■ **TUGAS 1**: Tuliskan kembali entri data dari baris pertamanya hingga baris yang memuat "rough mask: <svg", termasuk kedua ujungnya, tanpa mengubah apa pun.

■ **TEKS**:
Pengaruh Inggris mulai melemah setelah tekanan Amerika Serikat melalui PBB agar negara-negara Eropa melepaskan jajahannya. Setelah Sudan merdeka pada 1956, AS perlahan menggantikan posisi Inggris dengan memperkuat pengaruh politik dan militernya. Konflik Sudan saat ini merupakan bagian dari strategi AS untuk, menghapus pengaruh Inggris lewat dukungan AS pada RSF, membentuk koalisi Arab agar Inggris dan PBB tak ikut campur, memecah Sudan dan menguasai wilayah kaya sumber daya, dan menghalangi kebangkitan Islam dengan isu terorisme dan konflik internal. Dengan demikian, konflik Sudan sejatinya adalah perebutan pengaruh antara dua kekuatan penjajah yaitu Inggris dan Amerika Serikat yang sama-sama ingin menguasai negeri Muslim yang kaya raya itu.

■ **TUGAS 2**: Apa saja langkah strategi AS dalam konflik Sudan menurut teks tentang konflik Sudan ini?

Butir dari sumber data:

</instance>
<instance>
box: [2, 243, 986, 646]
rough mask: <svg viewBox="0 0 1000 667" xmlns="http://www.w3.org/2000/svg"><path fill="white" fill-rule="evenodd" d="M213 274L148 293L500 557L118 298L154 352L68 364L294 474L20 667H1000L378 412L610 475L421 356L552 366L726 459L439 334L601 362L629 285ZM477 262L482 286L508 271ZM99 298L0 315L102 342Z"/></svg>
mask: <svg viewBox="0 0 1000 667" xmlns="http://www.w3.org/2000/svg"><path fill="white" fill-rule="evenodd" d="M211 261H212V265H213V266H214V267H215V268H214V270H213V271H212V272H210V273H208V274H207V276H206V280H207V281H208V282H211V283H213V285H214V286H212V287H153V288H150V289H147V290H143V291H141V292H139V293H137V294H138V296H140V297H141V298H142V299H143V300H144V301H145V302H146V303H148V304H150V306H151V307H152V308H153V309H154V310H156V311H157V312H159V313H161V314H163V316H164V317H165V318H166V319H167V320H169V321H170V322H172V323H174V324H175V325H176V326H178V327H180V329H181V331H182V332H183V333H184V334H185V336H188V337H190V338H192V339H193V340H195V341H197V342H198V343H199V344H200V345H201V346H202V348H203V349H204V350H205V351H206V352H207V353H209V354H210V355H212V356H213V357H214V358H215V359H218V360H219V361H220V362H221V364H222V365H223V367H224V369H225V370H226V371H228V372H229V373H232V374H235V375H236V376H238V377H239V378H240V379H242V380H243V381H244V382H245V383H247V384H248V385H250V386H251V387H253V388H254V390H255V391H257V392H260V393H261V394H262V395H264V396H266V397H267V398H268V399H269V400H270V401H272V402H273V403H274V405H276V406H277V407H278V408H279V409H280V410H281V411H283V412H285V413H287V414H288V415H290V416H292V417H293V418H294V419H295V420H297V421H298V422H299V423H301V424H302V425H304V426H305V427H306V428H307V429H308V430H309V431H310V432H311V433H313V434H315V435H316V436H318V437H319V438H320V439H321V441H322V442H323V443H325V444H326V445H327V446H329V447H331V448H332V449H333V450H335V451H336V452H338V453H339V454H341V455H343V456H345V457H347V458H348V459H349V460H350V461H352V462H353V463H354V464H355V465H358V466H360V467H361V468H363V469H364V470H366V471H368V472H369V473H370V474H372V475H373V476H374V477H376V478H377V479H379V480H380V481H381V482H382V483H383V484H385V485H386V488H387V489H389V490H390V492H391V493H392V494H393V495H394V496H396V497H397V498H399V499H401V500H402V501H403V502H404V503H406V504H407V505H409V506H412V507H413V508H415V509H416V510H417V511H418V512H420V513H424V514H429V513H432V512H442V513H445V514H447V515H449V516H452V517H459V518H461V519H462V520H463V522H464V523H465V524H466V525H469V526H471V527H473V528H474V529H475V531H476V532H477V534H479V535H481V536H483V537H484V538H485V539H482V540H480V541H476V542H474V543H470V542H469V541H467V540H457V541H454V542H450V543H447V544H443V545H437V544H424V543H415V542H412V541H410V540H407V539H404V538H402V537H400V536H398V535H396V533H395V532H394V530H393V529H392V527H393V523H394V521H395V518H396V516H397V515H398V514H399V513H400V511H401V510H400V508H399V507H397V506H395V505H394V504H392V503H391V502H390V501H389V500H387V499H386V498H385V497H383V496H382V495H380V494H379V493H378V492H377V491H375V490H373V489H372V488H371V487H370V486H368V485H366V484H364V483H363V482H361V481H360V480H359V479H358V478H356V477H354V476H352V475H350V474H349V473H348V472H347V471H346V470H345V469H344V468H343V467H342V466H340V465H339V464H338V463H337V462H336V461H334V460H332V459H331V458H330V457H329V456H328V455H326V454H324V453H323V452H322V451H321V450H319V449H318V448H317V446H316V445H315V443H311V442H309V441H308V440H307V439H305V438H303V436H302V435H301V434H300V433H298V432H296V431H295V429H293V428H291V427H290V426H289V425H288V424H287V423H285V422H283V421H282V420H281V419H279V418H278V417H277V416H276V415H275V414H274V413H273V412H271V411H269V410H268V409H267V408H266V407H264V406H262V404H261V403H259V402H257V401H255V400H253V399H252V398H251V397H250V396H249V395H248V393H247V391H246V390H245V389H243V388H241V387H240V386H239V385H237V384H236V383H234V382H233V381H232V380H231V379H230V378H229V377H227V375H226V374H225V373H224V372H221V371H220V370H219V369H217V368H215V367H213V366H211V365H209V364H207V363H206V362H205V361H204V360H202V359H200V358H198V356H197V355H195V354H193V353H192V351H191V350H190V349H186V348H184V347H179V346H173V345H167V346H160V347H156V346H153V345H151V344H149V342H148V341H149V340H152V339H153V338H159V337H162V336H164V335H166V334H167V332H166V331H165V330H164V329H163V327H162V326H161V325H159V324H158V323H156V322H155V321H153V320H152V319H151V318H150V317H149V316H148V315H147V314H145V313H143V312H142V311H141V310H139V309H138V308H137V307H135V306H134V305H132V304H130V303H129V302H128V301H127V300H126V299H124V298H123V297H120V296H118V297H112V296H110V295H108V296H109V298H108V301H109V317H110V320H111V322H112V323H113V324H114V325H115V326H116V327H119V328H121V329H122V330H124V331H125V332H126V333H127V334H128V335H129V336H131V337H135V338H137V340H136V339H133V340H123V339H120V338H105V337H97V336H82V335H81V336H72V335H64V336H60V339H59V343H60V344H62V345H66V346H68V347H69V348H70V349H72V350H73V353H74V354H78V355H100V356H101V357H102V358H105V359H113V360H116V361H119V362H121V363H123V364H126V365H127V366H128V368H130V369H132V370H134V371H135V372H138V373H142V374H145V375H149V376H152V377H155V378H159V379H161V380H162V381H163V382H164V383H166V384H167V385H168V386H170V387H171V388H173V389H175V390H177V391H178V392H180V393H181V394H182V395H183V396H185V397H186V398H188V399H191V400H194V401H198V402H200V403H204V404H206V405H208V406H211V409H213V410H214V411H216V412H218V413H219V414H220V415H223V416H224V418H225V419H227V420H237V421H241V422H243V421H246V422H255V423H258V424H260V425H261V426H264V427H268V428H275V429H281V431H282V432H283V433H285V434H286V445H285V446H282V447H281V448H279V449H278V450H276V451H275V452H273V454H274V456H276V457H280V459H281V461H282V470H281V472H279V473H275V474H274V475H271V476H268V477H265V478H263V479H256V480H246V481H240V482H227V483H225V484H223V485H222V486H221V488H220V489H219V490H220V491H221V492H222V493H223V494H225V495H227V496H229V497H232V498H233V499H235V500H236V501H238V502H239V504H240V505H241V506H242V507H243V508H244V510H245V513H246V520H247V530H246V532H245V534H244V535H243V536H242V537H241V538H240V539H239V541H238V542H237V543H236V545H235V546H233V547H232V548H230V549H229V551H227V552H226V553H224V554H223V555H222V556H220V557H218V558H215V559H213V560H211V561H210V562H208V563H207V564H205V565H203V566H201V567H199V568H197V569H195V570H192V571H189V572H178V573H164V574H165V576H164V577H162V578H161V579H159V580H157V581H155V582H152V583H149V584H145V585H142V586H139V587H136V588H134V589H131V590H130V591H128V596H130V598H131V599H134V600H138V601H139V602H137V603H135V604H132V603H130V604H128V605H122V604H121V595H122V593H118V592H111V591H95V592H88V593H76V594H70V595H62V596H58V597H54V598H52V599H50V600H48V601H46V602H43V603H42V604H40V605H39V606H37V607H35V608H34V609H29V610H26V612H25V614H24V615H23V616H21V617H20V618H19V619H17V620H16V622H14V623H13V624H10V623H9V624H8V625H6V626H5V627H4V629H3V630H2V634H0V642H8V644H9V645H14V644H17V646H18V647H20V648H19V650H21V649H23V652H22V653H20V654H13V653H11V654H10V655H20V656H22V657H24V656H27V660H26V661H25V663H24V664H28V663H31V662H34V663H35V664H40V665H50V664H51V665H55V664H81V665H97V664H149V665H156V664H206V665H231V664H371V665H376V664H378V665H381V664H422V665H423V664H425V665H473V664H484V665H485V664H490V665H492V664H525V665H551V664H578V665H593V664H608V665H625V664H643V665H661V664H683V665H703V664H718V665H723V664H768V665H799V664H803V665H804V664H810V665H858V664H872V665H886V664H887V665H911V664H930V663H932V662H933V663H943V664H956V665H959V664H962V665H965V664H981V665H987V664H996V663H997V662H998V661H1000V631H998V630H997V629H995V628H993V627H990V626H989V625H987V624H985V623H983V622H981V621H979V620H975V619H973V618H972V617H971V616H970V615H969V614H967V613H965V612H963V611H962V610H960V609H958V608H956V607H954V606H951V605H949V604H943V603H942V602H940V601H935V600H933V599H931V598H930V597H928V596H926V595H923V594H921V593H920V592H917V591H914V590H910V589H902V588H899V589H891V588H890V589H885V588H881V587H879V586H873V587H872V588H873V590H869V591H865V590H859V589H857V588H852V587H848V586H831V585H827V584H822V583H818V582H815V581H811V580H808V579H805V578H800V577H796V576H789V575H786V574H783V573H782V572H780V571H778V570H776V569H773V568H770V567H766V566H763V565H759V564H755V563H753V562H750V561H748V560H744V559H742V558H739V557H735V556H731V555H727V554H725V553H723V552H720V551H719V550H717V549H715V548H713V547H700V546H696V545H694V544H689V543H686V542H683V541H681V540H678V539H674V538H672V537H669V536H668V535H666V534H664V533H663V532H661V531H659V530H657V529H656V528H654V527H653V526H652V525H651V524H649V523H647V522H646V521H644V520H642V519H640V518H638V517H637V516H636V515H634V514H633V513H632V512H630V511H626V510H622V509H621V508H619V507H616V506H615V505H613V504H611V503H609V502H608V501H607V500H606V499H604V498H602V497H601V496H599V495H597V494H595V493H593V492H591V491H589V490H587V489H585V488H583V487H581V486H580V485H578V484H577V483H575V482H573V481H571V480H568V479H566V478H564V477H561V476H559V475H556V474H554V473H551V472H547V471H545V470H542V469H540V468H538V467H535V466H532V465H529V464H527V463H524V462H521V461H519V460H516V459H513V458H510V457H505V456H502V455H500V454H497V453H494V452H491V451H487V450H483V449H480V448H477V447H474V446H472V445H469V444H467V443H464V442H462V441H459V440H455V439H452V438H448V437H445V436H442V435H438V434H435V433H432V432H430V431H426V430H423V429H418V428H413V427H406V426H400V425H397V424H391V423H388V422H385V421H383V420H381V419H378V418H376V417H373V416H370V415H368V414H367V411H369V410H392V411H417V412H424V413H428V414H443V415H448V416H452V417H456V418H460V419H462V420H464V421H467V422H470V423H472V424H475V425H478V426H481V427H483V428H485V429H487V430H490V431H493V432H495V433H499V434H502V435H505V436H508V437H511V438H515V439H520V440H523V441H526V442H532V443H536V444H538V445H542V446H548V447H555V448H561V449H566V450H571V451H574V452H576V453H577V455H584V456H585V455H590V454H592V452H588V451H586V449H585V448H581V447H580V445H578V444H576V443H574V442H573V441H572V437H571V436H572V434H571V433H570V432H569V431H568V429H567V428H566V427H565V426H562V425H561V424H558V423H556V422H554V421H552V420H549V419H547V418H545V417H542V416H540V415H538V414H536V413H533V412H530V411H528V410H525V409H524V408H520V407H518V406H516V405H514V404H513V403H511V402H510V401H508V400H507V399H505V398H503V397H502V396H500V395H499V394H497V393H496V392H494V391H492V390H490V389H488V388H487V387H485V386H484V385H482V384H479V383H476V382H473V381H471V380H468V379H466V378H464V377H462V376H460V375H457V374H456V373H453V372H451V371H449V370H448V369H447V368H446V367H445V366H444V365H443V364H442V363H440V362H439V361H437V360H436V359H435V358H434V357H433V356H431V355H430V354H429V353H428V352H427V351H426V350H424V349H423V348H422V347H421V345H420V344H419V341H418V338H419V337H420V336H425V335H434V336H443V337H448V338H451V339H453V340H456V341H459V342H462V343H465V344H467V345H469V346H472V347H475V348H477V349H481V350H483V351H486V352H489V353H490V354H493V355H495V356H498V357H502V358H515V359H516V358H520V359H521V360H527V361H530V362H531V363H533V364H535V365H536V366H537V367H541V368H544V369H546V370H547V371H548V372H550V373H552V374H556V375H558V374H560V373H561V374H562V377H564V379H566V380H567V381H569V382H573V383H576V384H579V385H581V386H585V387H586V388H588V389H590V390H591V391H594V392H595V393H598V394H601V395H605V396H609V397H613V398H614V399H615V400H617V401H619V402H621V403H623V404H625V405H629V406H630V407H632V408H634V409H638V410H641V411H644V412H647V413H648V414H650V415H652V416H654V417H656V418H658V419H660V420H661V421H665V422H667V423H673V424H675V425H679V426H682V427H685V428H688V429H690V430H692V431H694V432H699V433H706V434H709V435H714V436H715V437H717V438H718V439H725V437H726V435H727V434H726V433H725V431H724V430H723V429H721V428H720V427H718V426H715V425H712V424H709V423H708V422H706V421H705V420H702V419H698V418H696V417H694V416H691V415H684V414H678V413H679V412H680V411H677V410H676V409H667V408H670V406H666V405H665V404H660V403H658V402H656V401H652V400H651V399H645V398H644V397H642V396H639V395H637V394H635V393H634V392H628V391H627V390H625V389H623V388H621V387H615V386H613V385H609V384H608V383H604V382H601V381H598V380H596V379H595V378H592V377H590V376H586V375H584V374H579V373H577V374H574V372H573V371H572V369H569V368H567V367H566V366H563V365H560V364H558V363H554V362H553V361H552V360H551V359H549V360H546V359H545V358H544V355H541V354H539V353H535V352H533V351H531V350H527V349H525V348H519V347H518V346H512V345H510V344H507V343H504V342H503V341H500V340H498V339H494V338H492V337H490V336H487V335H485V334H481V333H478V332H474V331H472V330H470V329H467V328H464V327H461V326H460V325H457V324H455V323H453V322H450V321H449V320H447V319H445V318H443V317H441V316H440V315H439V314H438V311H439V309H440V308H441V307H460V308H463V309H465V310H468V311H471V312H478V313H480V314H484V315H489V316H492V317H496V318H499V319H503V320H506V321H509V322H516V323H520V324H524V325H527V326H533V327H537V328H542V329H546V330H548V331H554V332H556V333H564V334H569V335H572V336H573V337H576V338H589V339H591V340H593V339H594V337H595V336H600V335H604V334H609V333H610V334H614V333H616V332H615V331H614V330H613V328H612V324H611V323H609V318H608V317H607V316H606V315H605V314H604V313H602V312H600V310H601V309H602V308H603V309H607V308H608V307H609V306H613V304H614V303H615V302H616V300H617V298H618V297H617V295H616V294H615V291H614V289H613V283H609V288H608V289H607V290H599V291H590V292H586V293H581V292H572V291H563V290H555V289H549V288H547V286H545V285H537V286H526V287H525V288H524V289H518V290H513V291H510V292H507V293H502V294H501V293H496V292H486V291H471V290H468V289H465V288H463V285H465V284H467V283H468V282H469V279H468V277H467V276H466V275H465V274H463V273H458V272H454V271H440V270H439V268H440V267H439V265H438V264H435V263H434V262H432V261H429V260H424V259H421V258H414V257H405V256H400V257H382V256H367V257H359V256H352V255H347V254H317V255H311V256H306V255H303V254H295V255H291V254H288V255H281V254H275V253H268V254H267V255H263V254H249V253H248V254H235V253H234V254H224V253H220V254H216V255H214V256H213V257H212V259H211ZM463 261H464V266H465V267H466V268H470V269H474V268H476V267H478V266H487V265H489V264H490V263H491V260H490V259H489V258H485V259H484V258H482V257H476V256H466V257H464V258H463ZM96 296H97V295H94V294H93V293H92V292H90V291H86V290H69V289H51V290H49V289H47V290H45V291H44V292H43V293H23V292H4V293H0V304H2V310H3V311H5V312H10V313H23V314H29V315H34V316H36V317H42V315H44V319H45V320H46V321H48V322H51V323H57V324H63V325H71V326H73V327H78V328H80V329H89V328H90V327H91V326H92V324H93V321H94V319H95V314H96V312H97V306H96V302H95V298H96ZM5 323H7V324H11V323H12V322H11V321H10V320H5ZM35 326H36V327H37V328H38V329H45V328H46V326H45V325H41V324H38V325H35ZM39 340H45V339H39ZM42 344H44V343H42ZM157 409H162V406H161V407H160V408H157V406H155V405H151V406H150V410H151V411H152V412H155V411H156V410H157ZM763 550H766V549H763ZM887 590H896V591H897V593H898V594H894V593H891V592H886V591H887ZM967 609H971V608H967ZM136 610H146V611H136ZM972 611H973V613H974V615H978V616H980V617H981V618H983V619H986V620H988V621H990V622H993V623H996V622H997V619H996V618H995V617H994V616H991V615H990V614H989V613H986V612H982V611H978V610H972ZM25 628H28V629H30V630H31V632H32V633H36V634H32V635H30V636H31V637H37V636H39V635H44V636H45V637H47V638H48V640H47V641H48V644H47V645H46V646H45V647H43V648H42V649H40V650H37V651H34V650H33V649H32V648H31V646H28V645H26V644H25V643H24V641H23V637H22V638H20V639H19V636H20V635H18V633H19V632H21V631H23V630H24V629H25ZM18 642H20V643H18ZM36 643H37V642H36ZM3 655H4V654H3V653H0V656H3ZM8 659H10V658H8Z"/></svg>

■ **HASIL 1**:
</instance>
<instance>
box: [2, 243, 986, 646]
rough mask: <svg viewBox="0 0 1000 667" xmlns="http://www.w3.org/2000/svg"><path fill="white" fill-rule="evenodd" d="M213 274L148 293L500 557L118 298L154 352L68 364L294 474L20 667H1000L378 412L610 475L421 356L552 366L726 459L439 334L601 362L629 285ZM477 262L482 286L508 271ZM99 298L0 315L102 342Z"/></svg>

■ **HASIL 2**:
- menghapus pengaruh Inggris lewat dukungan AS pada RSF
- membentuk koalisi Arab agar Inggris dan PBB tak ikut campur
- memecah Sudan dan menguasai wilayah kaya sumber daya
- menghalangi kebangkitan Islam dengan isu terorisme dan konflik internal